[Listing for locating named things]
++++++++++++++++++++

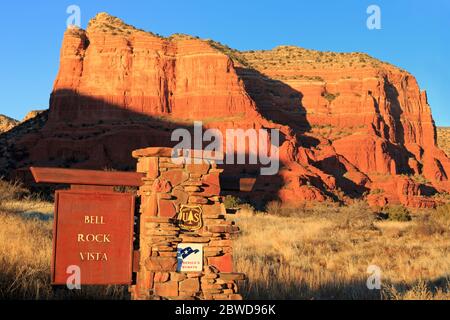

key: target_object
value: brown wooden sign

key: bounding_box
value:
[52,190,134,285]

++++++++++++++++++++

▶ [Task prompt]:
Lay out the listing above as a Markdown table with the columns Row and Line, giving each non-blank line its own numbered row. Leave the pictures out of the table.

▶ [Exercise solution]:
| Row | Line |
|---|---|
| 1 | key: target_object |
| 2 | value: brown wooden sign |
| 3 | key: bounding_box |
| 4 | value: |
| 5 | [52,190,134,285] |